Dataset entries:
————
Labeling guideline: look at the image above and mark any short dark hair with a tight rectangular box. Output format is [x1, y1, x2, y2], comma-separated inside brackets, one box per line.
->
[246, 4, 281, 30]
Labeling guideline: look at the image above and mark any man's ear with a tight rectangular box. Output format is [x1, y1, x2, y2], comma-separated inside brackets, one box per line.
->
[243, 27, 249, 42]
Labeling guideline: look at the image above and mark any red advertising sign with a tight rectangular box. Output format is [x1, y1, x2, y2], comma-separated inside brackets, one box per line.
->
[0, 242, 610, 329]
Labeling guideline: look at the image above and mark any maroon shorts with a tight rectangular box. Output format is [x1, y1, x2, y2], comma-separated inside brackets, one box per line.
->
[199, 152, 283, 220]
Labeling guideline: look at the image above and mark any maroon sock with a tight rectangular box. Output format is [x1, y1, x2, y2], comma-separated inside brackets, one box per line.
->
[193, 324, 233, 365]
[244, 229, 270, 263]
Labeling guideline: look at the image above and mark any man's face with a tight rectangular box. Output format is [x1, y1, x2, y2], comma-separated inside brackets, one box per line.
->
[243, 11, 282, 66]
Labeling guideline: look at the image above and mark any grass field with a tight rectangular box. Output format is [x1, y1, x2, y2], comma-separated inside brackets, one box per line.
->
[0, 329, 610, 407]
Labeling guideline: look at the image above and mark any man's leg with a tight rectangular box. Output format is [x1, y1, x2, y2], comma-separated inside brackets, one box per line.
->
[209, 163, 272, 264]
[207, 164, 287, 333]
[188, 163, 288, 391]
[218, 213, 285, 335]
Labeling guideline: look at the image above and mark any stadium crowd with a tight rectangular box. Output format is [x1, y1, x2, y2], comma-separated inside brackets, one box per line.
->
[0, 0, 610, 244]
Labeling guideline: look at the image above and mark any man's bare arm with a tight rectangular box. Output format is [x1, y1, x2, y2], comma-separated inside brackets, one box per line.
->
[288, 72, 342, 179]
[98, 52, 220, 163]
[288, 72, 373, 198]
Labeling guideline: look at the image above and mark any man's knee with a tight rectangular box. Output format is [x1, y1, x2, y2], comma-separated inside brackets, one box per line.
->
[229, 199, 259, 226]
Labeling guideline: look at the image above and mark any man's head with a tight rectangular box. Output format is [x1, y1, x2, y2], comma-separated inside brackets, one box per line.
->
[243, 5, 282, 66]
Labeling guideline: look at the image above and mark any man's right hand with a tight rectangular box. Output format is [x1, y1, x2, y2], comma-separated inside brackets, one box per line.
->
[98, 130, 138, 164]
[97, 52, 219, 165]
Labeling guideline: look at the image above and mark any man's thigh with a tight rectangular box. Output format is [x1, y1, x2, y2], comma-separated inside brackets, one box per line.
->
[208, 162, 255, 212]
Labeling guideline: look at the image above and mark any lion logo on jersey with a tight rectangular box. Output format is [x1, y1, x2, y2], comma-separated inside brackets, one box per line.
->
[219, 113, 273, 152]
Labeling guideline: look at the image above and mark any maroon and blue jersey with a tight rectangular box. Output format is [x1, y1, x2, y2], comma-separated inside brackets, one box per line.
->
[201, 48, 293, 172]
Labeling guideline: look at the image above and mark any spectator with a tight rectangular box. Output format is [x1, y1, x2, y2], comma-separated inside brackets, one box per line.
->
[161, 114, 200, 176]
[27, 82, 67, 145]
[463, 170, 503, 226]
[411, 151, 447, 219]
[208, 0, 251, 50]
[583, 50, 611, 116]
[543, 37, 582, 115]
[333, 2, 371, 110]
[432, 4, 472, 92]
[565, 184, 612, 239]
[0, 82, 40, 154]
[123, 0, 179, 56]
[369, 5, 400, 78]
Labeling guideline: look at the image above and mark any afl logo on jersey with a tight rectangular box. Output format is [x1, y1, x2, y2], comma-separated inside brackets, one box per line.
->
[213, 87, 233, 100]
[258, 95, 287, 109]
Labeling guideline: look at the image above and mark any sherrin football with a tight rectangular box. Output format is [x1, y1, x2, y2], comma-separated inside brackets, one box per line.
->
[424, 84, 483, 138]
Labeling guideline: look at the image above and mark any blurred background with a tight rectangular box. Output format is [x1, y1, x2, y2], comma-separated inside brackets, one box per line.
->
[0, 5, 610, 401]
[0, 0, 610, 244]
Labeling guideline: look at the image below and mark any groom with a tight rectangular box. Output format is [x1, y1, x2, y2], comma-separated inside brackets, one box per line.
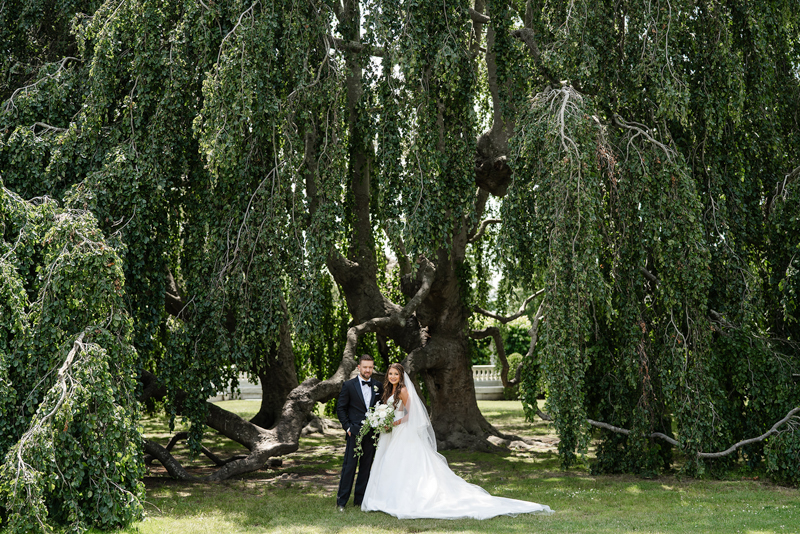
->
[336, 354, 382, 511]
————
EXERCISE REQUIREMENTS: Set down each entry above word for word, without its pictures.

SOLUTION TO THE PROBLEM:
Labeling guideline: look at the image above and mark any short dark hair with a tight rectangular box. Output format is [x1, y1, x2, y2], comma-separated inside brackets, one box per line.
->
[246, 4, 281, 30]
Labeling guideline: look at the image above and mark any man's ear with a tight rectangular box. Output format is [x1, y1, x2, y2], comma-separated inside brackets, one box per line.
->
[243, 27, 249, 42]
Labeling guideline: look at the image above and mark any red advertising sign with a tight rectangular box. Output format is [x1, y1, x2, y2], comma-separated inside brackets, one box per line.
->
[0, 242, 610, 329]
Labeling guideline: look at the image above and mark any maroon shorts with a tight rectangular box. Output format is [x1, y1, x2, y2], comma-separated inside brackets, one box per line.
->
[199, 152, 283, 220]
Labeling guideline: look at the image above and mark any maroon sock with a tight rectangular box. Output format is [x1, y1, x2, y2], comma-separated inside brackets, one box per line.
->
[193, 324, 233, 365]
[244, 229, 270, 263]
Labeling guideline: look at the image above and mark any man's face with a tight rectangular box. Output format is [x1, y1, x2, y2], comma-separated inside brackets, one box per line.
->
[243, 11, 282, 66]
Labeling guideline: look at the image above and mark any grass field with a tight rectangular box. Output format is [x1, y1, x2, y2], comma-separated inside brackets, one box per line.
->
[0, 329, 610, 407]
Labeling guideline: look at the image above and mark any man's leg with a tight rectangular box. Output format is [x1, y1, x2, y2], comma-separated inside brackets, one box per line.
->
[209, 163, 272, 264]
[207, 164, 287, 333]
[188, 163, 288, 391]
[218, 213, 285, 335]
Labeling guideline: look at the image above and mark any stadium crowd with a tight rectangular box. Output format is [x1, y1, x2, y2], comma-separated inside brackets, one box per line.
->
[0, 0, 610, 244]
Labeling guideline: look at the image above and mark any man's bare arm with a tight rectangular box. Output format is [x1, y1, x2, y2], comma-separated inside brackets, one box per line.
->
[288, 72, 342, 179]
[98, 52, 220, 163]
[288, 72, 373, 198]
Labeling guideline: look at the image above and mark any man's knee with a tight rectangular box. Output format is [x1, y1, x2, y2], comma-separated inside brackets, one box per line.
->
[229, 199, 259, 226]
Labeling guideline: look at the image above and mark any man's head with a tight rectangular box. Output format is [x1, y1, x2, y2], comma-separated inside brackets, one box per line.
->
[243, 5, 282, 66]
Labeling guideline: look at the image above and mark any man's right hand with a tight rectangular box. Output format is [x1, y1, x2, y2], comma-separated inside brackets, one box per line.
->
[98, 130, 138, 164]
[97, 52, 219, 165]
Labeling guideline: look at the image above and mark any man's thigh with a tight rectangular box. Output format is [x1, y1, x2, y2], comma-separated inside brackets, one box per line.
->
[208, 162, 255, 212]
Labeling guideline: look at the image above and mark any lion logo on jersey with a tight rectangular box. Output format is [x1, y1, x2, y2], comma-separated inside brackets, one box per line.
->
[219, 113, 273, 152]
Labeling guideline: look at the image above and mark any maroon and blue jersey with a tight rectangular box. Output format is [x1, y1, x2, y2], comma-separated inside brackets, one box per line.
->
[201, 48, 293, 172]
Labeling guideline: look at the image above and mark any spectator with a tight rectangular box. Output format is [x1, y1, x2, y2], comma-separated inside brackets, one box per line.
->
[161, 114, 200, 176]
[27, 82, 67, 145]
[463, 170, 503, 226]
[411, 151, 447, 219]
[208, 0, 251, 50]
[583, 50, 611, 116]
[543, 37, 582, 115]
[333, 2, 371, 110]
[432, 4, 472, 92]
[565, 184, 612, 239]
[0, 82, 40, 154]
[123, 0, 179, 56]
[369, 5, 400, 78]
Labeling guideline: look at the image above and mark any afl logo on jersey with a tight rectangular box. Output format is [x1, y1, x2, y2], comma-separated inside brackets, one box per line.
->
[213, 87, 233, 100]
[258, 95, 287, 109]
Labeling guideline: look at the image above and mark any sherrin football with a tight rectangular box. Output format is [x1, y1, x2, y2], comma-separated inside brackets, one box per line.
->
[424, 84, 483, 138]
Labeling guideline: look at the image above and mark any blurred background with a tight rectangular box. Output format is [x1, y1, x2, y2], comma-separated inside brackets, one box per line.
->
[0, 5, 610, 401]
[0, 0, 610, 244]
Labeling guideline: look at the image below and mark any groom with a tight rectangular box. Output format is [x1, y1, x2, y2], comma-separated inside brackets, one box per line.
->
[336, 354, 382, 511]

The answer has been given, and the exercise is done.